Shape labeling records:
--------
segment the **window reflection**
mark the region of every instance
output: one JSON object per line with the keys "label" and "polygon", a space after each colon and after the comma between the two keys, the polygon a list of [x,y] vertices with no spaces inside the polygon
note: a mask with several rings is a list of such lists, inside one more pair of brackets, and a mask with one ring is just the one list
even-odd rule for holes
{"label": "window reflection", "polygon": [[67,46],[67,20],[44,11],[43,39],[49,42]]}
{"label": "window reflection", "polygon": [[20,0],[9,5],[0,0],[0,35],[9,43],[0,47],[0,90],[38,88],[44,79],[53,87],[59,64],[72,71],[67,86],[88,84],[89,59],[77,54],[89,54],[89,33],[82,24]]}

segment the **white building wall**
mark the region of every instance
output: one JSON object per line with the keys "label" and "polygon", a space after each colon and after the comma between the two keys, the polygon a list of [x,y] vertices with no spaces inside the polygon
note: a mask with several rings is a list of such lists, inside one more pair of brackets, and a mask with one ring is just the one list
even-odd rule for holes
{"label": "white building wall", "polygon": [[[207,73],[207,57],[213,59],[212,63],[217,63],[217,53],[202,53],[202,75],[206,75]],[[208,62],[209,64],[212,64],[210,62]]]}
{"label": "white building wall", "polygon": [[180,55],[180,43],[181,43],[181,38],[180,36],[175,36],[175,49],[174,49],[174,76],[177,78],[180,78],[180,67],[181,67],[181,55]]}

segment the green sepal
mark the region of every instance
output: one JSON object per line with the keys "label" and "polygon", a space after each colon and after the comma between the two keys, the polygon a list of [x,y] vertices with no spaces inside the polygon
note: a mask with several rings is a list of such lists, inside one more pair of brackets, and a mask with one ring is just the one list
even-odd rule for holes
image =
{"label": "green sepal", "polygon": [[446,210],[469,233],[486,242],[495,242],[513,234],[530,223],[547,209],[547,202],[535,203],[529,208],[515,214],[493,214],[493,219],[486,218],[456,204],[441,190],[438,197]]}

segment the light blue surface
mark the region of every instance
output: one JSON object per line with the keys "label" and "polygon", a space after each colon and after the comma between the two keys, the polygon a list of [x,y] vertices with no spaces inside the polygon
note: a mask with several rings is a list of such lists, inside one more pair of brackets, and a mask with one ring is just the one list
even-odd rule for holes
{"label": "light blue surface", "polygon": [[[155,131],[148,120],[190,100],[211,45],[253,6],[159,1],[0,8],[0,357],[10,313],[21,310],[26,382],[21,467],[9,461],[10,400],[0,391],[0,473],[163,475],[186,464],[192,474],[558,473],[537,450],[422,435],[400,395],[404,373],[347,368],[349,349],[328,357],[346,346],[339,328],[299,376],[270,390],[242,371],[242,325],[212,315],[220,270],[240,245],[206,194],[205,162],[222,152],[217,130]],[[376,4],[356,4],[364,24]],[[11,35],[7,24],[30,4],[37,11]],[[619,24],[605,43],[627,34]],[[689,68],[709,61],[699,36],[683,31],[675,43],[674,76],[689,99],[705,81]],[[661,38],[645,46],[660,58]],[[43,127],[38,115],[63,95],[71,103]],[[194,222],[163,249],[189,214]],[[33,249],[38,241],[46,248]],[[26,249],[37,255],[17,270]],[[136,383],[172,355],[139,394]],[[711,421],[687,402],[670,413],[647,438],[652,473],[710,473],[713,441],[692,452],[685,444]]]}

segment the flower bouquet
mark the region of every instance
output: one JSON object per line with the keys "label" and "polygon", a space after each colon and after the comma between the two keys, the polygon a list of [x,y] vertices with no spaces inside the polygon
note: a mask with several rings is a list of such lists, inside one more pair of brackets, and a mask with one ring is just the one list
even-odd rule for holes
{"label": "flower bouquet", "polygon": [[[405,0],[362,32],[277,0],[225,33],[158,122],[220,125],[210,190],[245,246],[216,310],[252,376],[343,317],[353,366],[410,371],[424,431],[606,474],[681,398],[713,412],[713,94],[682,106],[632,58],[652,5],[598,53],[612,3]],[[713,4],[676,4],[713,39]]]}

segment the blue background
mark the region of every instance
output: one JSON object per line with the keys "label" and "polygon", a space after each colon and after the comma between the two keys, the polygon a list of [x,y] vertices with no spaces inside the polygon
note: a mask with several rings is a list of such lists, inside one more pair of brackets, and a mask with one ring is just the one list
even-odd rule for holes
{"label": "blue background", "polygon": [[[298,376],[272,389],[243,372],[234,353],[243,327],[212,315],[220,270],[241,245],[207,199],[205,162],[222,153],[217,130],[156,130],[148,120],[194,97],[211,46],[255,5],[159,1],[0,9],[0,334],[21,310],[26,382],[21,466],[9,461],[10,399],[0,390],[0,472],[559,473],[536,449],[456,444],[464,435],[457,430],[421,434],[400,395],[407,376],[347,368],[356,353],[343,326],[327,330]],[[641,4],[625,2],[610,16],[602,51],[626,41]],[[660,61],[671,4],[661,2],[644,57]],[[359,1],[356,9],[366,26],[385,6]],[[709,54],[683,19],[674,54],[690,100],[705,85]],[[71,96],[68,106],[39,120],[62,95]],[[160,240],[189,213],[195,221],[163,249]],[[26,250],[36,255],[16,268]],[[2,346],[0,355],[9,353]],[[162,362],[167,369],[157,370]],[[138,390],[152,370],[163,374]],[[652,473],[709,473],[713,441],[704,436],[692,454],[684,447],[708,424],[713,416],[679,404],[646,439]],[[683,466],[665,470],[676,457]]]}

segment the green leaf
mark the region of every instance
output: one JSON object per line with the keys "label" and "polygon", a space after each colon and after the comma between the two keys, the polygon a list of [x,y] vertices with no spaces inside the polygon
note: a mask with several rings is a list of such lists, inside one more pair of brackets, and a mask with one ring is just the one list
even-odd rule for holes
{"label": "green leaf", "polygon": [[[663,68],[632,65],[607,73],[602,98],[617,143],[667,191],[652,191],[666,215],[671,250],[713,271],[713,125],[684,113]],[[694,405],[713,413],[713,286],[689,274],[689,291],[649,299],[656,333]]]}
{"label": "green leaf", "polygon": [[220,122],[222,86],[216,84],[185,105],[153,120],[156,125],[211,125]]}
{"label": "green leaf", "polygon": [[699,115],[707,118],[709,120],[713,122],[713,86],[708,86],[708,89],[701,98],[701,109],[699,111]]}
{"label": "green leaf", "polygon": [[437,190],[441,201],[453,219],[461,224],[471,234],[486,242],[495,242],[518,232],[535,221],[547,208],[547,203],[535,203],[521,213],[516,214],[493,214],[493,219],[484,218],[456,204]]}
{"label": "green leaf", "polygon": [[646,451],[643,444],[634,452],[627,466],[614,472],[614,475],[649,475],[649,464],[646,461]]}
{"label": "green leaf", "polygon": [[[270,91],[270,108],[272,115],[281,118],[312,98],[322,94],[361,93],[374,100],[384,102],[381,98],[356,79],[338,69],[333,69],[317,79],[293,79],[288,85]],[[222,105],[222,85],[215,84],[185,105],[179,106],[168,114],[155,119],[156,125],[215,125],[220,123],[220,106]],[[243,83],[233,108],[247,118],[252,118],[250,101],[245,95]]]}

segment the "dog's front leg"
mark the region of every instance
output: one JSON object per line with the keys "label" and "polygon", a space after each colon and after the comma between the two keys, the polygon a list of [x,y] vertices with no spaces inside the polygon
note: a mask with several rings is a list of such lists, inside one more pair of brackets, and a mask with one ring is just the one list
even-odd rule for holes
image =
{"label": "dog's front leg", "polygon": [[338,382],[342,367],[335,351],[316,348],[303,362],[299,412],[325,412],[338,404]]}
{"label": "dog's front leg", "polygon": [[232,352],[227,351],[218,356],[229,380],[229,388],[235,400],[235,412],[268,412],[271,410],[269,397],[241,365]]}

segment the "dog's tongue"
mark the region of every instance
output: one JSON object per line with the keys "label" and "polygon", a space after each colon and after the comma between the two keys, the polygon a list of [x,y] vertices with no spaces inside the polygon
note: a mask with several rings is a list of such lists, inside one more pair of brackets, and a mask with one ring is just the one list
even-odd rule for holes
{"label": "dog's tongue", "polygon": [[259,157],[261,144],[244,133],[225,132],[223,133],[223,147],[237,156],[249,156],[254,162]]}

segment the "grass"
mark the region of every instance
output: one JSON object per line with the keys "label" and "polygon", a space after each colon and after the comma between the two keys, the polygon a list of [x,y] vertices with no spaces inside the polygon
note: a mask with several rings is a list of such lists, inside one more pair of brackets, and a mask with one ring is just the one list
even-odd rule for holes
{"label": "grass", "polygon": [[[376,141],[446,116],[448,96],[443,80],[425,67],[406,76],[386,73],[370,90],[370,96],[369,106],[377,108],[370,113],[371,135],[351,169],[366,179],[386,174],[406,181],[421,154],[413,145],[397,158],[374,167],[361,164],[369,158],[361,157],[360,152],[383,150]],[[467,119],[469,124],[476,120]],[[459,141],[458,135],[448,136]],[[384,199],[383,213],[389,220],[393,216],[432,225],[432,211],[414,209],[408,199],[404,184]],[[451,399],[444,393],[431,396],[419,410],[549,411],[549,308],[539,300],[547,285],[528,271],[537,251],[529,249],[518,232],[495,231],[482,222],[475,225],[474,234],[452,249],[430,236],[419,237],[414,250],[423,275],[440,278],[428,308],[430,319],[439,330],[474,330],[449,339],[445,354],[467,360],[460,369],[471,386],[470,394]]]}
--------
AIM → Report every line of the entries above that contains the word "blue", copying each such line in full.

FULL RESPONSE →
segment the light blue surface
{"label": "light blue surface", "polygon": [[[155,131],[148,120],[190,100],[211,45],[253,6],[159,1],[0,8],[0,357],[10,313],[21,310],[26,382],[21,467],[9,461],[10,400],[0,391],[0,473],[163,475],[186,464],[192,474],[558,473],[537,450],[422,435],[400,395],[404,373],[347,368],[349,349],[328,357],[346,346],[339,328],[299,376],[270,390],[242,371],[242,325],[212,315],[220,270],[240,245],[206,194],[205,162],[222,152],[217,130]],[[376,4],[356,4],[364,24]],[[11,35],[7,24],[30,4],[37,11]],[[619,24],[605,43],[627,34]],[[689,68],[709,61],[699,36],[683,31],[675,43],[674,76],[689,99],[705,81]],[[661,38],[645,46],[660,58]],[[43,127],[38,115],[63,95],[71,103]],[[194,222],[163,249],[189,214]],[[33,249],[38,241],[46,248]],[[26,249],[37,255],[17,270]],[[136,383],[172,355],[139,394]],[[711,421],[687,402],[670,413],[647,438],[652,473],[710,473],[713,441],[692,452],[685,444]]]}
segment the blue background
{"label": "blue background", "polygon": [[[298,376],[272,389],[243,372],[234,353],[243,327],[212,315],[220,270],[241,245],[207,199],[205,162],[222,153],[217,130],[156,130],[148,120],[194,97],[211,46],[255,5],[159,1],[0,9],[0,334],[21,310],[26,382],[21,466],[9,461],[10,399],[0,390],[0,472],[559,473],[536,449],[456,444],[464,435],[457,430],[421,434],[400,395],[407,376],[347,368],[356,353],[343,326],[327,330]],[[641,4],[625,2],[610,16],[602,51],[626,41]],[[660,61],[671,4],[661,2],[644,57]],[[359,1],[356,9],[366,26],[385,6]],[[709,54],[683,19],[674,54],[690,100],[705,85]],[[71,96],[68,106],[39,120],[62,95]],[[160,240],[189,213],[195,221],[163,249]],[[26,250],[36,255],[16,268]],[[2,346],[0,355],[9,353]],[[162,362],[167,369],[157,370]],[[138,390],[152,370],[163,374]],[[652,473],[709,473],[713,441],[704,436],[692,454],[684,447],[708,424],[713,416],[679,404],[646,439]],[[683,466],[665,470],[676,457]]]}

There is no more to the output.